▶ [SOURCE PASSAGE]
-- Start --

If you feel it’s too high, just use +50% instead of x2 for beam weapons; +9 for pistols and +18 for rifles doesn’t seem wrong. The rest are quite possible, even routine.

Rapid Fire

The final category of bonuses tend to come from rapid fire. I’ve used a couple of really nice house rules for this one, the best of which is “bonus of half the SSR for shots fired.” This has a few advantages that I won’t go into here. But it produces values that look like the chart to the right.

In practice, I’ve seen three rates of fire, using this rule or no. Single shots, three shots, and ‘full-auto.’ So you get no bonus for the first, +1 for the second. Full auto tends to be “military weapons with rifle cartridges” at +2, “SMGs and 3-rounds with buckshot” at +3 and “OMG gatling guns!” at +4.

So just write down the bonus you get for whatever maximum rate fire you can eke out. It, again, makes things simple: Single shots and double-taps are no bonus. Three-round or four-round bursts are +1. Then you need to write down your personal value for “many shots.” That’s it. Yes, this ignores things like Fanning and other high-speed semi-auto stuff, but I’ve never seen those used in play. Others’ may have, so YMMV.

This again takes the existing GURPS rules for RoF and tweaks them, but this one is for the better, I think. The progression above fits better with how GURPS calculates weapon fire spread.

-- End --

▶ [PROBLEM SET]
#1 Replace "beam weapons" with "laser weapons" and give the passage on GURPS fire bonuses again, beginning at the words "If you feel" and stopping after "possible, even routine.".
#2 How would the passage on GURPS fire bonuses go on after its final sentence? Write the next part.
The listing that comes next is separate from the passage on GURPS fire bonuses.

▶ [DATASET EXCERPTS]
-- Start --

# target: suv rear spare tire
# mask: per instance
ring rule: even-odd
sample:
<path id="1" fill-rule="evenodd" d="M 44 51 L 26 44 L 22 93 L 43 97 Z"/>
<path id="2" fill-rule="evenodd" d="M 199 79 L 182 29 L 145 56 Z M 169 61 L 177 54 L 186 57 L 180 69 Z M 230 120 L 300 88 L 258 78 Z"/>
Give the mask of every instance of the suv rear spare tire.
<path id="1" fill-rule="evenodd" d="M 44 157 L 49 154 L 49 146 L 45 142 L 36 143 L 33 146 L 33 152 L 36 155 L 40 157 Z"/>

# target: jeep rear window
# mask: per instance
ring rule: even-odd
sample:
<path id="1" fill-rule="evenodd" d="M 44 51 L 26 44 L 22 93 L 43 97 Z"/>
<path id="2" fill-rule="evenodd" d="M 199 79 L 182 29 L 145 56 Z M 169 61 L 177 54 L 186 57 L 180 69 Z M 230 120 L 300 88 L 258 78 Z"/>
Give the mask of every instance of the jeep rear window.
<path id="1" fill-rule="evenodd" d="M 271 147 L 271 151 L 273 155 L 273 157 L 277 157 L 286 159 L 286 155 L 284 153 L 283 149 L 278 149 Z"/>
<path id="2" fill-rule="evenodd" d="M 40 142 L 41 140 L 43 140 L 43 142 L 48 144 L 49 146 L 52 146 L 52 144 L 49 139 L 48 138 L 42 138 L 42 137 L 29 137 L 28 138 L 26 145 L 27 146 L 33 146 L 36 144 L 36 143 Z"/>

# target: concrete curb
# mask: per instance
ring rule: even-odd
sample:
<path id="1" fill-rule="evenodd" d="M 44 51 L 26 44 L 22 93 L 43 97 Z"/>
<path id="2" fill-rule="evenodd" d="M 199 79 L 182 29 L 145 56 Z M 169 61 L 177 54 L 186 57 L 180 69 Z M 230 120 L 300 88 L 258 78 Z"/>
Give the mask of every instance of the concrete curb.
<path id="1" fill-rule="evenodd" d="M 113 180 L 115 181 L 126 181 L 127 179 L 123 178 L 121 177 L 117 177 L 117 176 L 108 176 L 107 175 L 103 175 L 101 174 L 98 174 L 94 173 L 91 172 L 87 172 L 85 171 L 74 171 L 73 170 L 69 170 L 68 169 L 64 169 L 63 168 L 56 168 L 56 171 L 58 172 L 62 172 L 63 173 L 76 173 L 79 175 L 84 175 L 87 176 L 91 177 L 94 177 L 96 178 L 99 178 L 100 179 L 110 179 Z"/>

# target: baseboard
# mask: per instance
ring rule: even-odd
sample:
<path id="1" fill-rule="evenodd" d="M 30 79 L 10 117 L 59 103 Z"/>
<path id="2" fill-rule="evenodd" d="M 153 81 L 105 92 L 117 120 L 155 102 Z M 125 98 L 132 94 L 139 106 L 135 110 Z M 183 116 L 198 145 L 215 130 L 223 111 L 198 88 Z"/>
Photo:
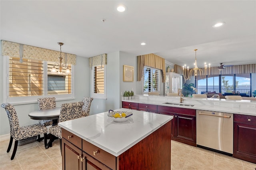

-- End --

▶ [PER-TASK OUTPUTS]
#1
If you feel it’s too high, just use +50% instead of x2 for laser weapons; +9 for pistols and +18 for rifles doesn’t seem wrong. The rest are quite possible, even routine.

#2
GURPS posture penalties are really designed around melee fighters. It assigns a -4 to attack from lying down, and no penalty to attack while standing.

Ranged modifiers require a bit more parsing. There are no bonuses or penalties for Attacking due to posture. Defenses are as-written. Target applies to attacks against the torso, groin, or legs (not skull, face, or arms) from most angles.

So pretty much you can just simplify and say that shooting a non-standing target is at an extra -2 for normally unpenalized attacks, but vitals and head are the same penalty, so you might as well shoot head. That turns the three-stage hit-location into

  • -2 Torso on prone foe
  • -2 Arms on prone foe
  • -4 “Head” on prone foe, and don’t bother with vitals
  • -8 Skull on prone foe

Being prone makes it easier to brace, but that’s not really reflected in the rules anywhere. I’d personally allow a two-handed firearm to claim the +2 for Committed and Braced without a sling while prone.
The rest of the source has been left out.